- What the task requires:
Pictures excluded, please retype exactly the lines from the start of the data through the line that contains "Report one point per instance of the red handle", both ends kept, and nothing beyond them.

- Dataset content:
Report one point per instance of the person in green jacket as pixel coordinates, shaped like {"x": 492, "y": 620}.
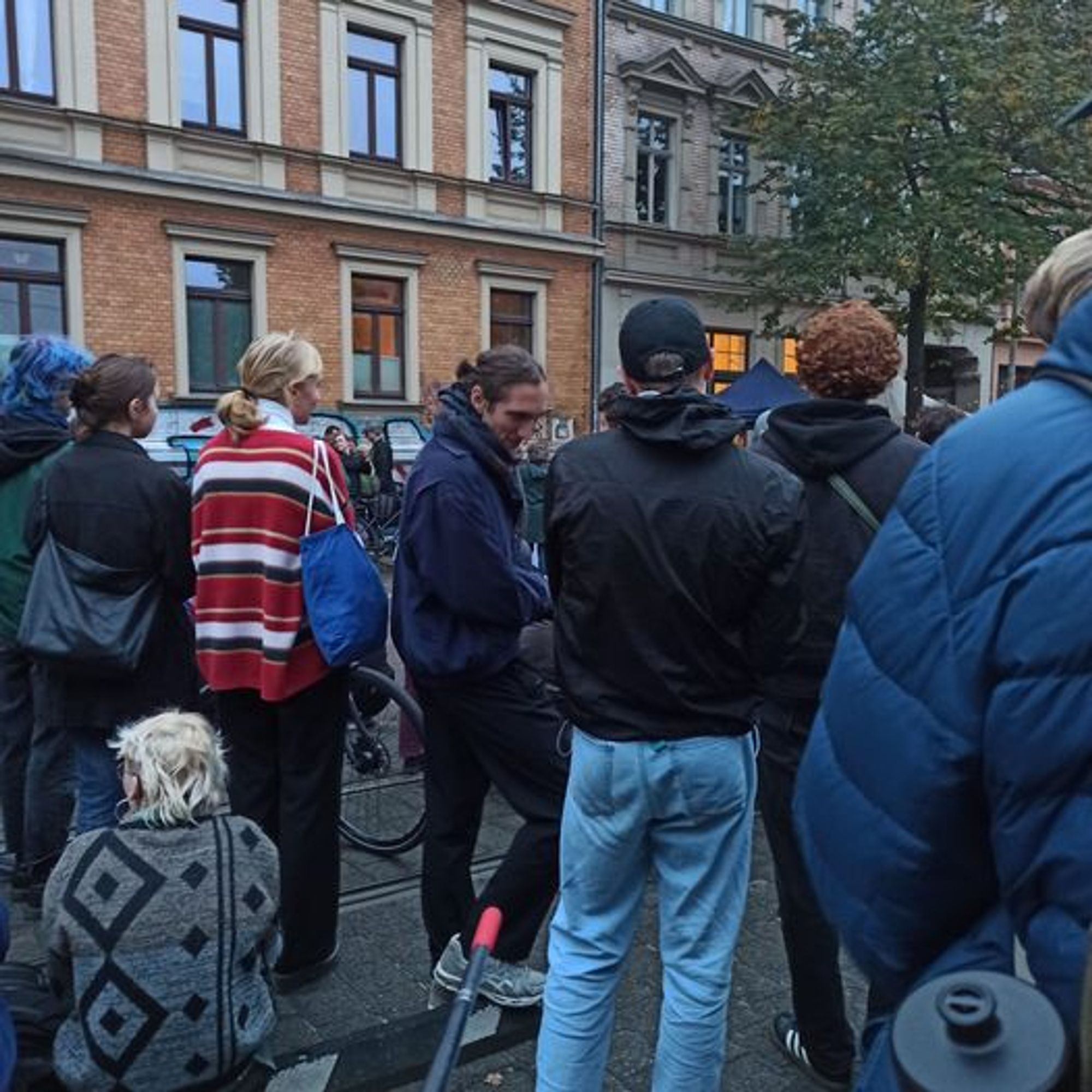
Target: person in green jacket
{"x": 532, "y": 476}
{"x": 35, "y": 762}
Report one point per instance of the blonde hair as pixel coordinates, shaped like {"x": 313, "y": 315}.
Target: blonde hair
{"x": 270, "y": 365}
{"x": 1063, "y": 279}
{"x": 180, "y": 761}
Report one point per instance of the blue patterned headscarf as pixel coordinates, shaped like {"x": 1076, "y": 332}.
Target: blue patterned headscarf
{"x": 40, "y": 369}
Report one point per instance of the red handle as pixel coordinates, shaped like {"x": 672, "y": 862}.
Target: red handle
{"x": 485, "y": 935}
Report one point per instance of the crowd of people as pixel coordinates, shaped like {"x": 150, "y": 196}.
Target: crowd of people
{"x": 637, "y": 642}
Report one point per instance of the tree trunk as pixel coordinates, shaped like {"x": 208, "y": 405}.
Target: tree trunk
{"x": 916, "y": 350}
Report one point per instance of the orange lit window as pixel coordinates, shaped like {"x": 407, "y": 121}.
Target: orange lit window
{"x": 789, "y": 357}
{"x": 731, "y": 352}
{"x": 378, "y": 338}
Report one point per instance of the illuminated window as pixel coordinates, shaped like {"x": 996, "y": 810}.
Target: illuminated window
{"x": 789, "y": 357}
{"x": 731, "y": 351}
{"x": 378, "y": 338}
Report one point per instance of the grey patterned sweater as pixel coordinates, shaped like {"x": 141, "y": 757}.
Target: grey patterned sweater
{"x": 162, "y": 941}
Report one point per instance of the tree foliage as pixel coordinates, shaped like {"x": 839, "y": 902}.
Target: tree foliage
{"x": 919, "y": 156}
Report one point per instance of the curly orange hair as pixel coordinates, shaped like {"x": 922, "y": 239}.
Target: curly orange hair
{"x": 849, "y": 351}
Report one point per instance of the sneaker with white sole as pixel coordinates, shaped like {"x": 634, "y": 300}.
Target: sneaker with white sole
{"x": 788, "y": 1037}
{"x": 509, "y": 986}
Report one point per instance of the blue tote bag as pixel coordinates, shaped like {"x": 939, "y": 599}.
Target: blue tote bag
{"x": 347, "y": 603}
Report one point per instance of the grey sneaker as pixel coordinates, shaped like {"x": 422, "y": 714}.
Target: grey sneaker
{"x": 509, "y": 986}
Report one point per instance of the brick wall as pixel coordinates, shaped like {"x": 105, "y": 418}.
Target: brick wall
{"x": 129, "y": 302}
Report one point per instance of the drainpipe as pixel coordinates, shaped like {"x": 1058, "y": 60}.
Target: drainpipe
{"x": 598, "y": 217}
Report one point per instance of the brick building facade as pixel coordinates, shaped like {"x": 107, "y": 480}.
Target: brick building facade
{"x": 683, "y": 80}
{"x": 403, "y": 182}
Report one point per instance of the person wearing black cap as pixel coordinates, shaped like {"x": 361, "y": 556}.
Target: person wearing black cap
{"x": 673, "y": 559}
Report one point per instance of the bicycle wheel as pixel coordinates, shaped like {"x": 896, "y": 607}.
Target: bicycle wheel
{"x": 383, "y": 803}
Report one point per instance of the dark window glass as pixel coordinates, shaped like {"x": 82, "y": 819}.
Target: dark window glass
{"x": 219, "y": 321}
{"x": 32, "y": 290}
{"x": 27, "y": 48}
{"x": 654, "y": 169}
{"x": 733, "y": 180}
{"x": 211, "y": 56}
{"x": 378, "y": 338}
{"x": 374, "y": 98}
{"x": 511, "y": 126}
{"x": 513, "y": 318}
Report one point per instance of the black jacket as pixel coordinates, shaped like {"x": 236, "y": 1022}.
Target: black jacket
{"x": 815, "y": 441}
{"x": 673, "y": 559}
{"x": 109, "y": 500}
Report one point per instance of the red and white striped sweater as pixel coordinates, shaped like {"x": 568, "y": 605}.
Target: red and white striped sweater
{"x": 250, "y": 514}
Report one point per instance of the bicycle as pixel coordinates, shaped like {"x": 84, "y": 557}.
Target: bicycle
{"x": 384, "y": 782}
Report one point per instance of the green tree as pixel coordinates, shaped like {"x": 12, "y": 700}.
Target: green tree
{"x": 920, "y": 160}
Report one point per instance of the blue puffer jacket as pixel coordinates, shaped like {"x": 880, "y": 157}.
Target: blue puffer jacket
{"x": 947, "y": 787}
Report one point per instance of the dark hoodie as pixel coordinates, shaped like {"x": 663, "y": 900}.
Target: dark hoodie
{"x": 816, "y": 440}
{"x": 465, "y": 586}
{"x": 673, "y": 557}
{"x": 26, "y": 449}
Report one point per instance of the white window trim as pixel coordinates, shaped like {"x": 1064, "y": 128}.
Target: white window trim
{"x": 215, "y": 244}
{"x": 411, "y": 22}
{"x": 390, "y": 267}
{"x": 535, "y": 43}
{"x": 262, "y": 51}
{"x": 530, "y": 282}
{"x": 60, "y": 225}
{"x": 674, "y": 175}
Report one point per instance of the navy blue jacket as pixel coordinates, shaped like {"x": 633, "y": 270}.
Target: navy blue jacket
{"x": 465, "y": 586}
{"x": 947, "y": 786}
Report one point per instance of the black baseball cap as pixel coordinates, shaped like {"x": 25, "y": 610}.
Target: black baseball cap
{"x": 669, "y": 325}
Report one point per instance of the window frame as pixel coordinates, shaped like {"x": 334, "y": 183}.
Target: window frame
{"x": 13, "y": 90}
{"x": 374, "y": 68}
{"x": 211, "y": 32}
{"x": 657, "y": 156}
{"x": 384, "y": 266}
{"x": 721, "y": 378}
{"x": 217, "y": 298}
{"x": 25, "y": 280}
{"x": 528, "y": 324}
{"x": 509, "y": 102}
{"x": 212, "y": 245}
{"x": 376, "y": 395}
{"x": 532, "y": 282}
{"x": 726, "y": 194}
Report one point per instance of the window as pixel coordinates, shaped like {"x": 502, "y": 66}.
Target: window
{"x": 219, "y": 321}
{"x": 654, "y": 167}
{"x": 738, "y": 17}
{"x": 789, "y": 357}
{"x": 378, "y": 338}
{"x": 211, "y": 63}
{"x": 513, "y": 318}
{"x": 27, "y": 49}
{"x": 32, "y": 290}
{"x": 374, "y": 97}
{"x": 732, "y": 182}
{"x": 731, "y": 352}
{"x": 509, "y": 126}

- Response below:
Report one point per instance of the person in green jacket as pixel coordinates, shaped like {"x": 492, "y": 620}.
Target: person in green jacket
{"x": 532, "y": 476}
{"x": 35, "y": 762}
Report one point per instance of the blonde hair as pixel coordinates, shaped like {"x": 313, "y": 315}.
Target: blonde hair
{"x": 270, "y": 365}
{"x": 1063, "y": 279}
{"x": 180, "y": 761}
Report one point per instance of the blue patterned headscarf as pixel coordinates, shaped like {"x": 1076, "y": 332}.
Target: blue patterned headscarf
{"x": 40, "y": 369}
Report one point per instance of the red handle as pixel coordinates, shaped like {"x": 672, "y": 862}.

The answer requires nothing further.